◆ SELECTED EXCERPT:
What to look for when you're buying mosquito repellent
Mosquito repellents can help keep those ubiquitous, disease-spreading summer menaces at bay, but not all products are created equal
Mosquitoes are more than just pests that cause itchy welts. They carry killer diseases including malaria. Mosquitoes also transmit "break-bone fever", or dengue, and pass on parasitic "filarial" worms that can cause major swelling that requires amputation.
Knowing what repellent best deters the little devils is vital because, as the Consumer Council states, they may feast on you.
You might want to ponder alternatives including geranium oil extract and picaridin because the council is critical of the default chemical deterrent, Deet (short for N,N-diethyl-meta-toluamide). Common Deet side effects include rash and, what's worse, excessive exposure may even cause seizures, the council says.
British bite protection expert Howard Carter also blasts Deet. The artificial repellent is a proven neurotoxin and unsafe for children, Carter says.
He adds that French scientists who investigated Deet's toxicity found it to be behaviour modifying - it inhibits the activity of a key central nervous system enzyme [acetylcholinesterase] in both insects and mammals.
"This raises serious questions about Deet's safety, particularly when combined with other chemicals," Carter says. Use Deet-free repellents containing pure citronella instead, he says.
Health and beauty merchant Margot White, founder of thechoosychick.com who specialises in non-toxic products, agrees Deet must be avoided - and can be easily.
"There are some great Deet-free alternatives to traditional bug repellents," White says. "The good news is that they don't overwhelm you with a plume of spray that makes you cough … and they actually work."
A deterrent she recommends is Badger Balm Anti-Bug Shake & Spray, an organic and natural spray that repels mozzies with fragrant citronella, rosemary, and wintergreen essential oils. The spray, which contains no Deet, petroleum products, or synthetic chemicals, has been laboratory tested independently and is considered safe and effective for the family, White says. (See sidebar for other natural repellents.)

◆ RECORDS SHOWN:
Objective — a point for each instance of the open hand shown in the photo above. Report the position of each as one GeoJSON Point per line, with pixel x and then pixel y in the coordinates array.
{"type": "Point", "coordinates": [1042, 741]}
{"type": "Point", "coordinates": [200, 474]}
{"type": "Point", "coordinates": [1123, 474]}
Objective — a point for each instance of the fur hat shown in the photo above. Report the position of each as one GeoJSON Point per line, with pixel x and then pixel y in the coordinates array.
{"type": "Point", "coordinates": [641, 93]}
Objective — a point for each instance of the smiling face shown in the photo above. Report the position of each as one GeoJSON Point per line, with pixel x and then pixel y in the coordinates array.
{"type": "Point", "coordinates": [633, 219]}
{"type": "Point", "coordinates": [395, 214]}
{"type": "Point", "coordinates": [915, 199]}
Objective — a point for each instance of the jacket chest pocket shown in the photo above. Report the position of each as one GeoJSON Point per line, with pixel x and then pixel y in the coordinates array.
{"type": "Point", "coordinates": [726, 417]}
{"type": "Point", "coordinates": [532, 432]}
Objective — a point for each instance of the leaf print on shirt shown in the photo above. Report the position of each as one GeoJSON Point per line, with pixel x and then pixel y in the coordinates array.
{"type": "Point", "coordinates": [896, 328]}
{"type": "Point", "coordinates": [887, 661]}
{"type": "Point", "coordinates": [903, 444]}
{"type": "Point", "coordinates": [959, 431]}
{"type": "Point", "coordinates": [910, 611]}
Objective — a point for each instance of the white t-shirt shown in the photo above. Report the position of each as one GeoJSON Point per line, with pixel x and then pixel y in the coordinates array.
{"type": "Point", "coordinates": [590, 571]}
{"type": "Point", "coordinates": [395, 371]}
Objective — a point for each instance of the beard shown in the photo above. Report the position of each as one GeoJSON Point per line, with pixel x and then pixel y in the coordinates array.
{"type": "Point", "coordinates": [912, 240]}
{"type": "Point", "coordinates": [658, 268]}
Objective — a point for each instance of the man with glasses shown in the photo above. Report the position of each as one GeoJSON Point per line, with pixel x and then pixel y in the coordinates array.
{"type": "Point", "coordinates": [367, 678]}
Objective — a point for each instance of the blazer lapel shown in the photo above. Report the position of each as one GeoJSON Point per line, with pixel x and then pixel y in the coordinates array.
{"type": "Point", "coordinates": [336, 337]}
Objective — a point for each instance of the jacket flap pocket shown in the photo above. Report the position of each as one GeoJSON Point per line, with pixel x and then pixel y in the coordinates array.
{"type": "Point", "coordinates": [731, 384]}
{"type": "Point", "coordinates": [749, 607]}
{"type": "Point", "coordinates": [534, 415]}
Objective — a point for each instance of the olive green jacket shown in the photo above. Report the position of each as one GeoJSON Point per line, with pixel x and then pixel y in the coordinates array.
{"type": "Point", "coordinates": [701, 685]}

◆ QUESTIONS:
1 – In the mosquito repellent article, what does Howard Carter say to use instead of Deet?
2 – Write the next part of the mosquito repellent article, picking up after its last sentence.
The rows are separate material from the mosquito repellent article.

◆ EXERCISE RESPONSES:
1 – Deet-free repellents containing pure citronella.

2 –
Citronella is a key component in the anti-mosquito crusade - a common component in mosquito coils - but doubt surrounds whether the product, derived from the leaves and stems of lemon grass, is safe and effective. According to the Consumer Council, citronella faces scrutiny thanks to a fragrant contaminant called methyl eugenol.
Tests by vector-borne disease specialist Dr Robert Novak revealed that for citronella coils to be effective, you must remain in its smoky plume. When smoke from a citronella coil engulfed a human test participant's shin, the mosquitoes just detoured and bit their calf. Another reason to doubt citronella's utility is the 2009 study conducted by medical researchers at the Hebrew University in Jerusalem, Israel. Outdoors, citronella diffusers placed six metres from mosquito traps repelled female mosquitoes (which do the biting) by just 22 per cent.
In contrast, the fragrant liquid alcohol linalool repelled females by 58 per cent. Even more impressive, the geranium oil extract geraniol repelled females by 75 per cent.
"We concluded that geraniol had significantly more repellent activity than citronella or linalool in both indoor and outdoor settings," the authors said.
The case for geraniol is further strengthened by University of Florida research conducted in 1999, which found that geraniol repels mosquitoes and other bugs of all stripes, from house flies to cockroaches. "After relying on Deet-based products for more than 40 years, this is a breakthrough that should revolutionise the market," says University of Florida insect expert Jerry Butler.
Geraniol's high regard among experts may come as no surprise to gardening enthusiasts. After all, for centuries, canny gardeners have planted the pungent pink flowers in window boxes to ward off bugs. Other natural oil options include lavender, clove, cedarwood, tea tree and cinnamon leaf, which one study ranked better than the benchmark deterrent Deet. Essentially, it seems, the extract of any plant with a pong can potentially deter pests.
Ditto picaridin is a synthetic chemical created by Bayer in the 1990s and recommended by the World Health Organisation. Like picaridin, oil of lemon eucalyptus scored top marks in a May 2015 survey conducted by the US buying advice service Consumer Reports.
"Look first for products with 20 per cent picaridin or 30 per cent oil of lemon eucalyptus," the report said. "We think they're safer than those with Deet."
Another reason to seek lemon eucalyptus is its pedigree. The refined version has long been deployed in China in a product called Quwenling.
Deet, the dubious chemical concocted by the American military in the '40s, actually has its virtues, according to the London School of Hygiene and Tropical Medicine. University of California-Davis research shows Deet acts as a real repellent - mosquitoes intensely dislike its odour, which "jams" their sense of smell.
If only Deet had more charm. The yellowy oil has some alarming traits, not least its ability to eat through plastic.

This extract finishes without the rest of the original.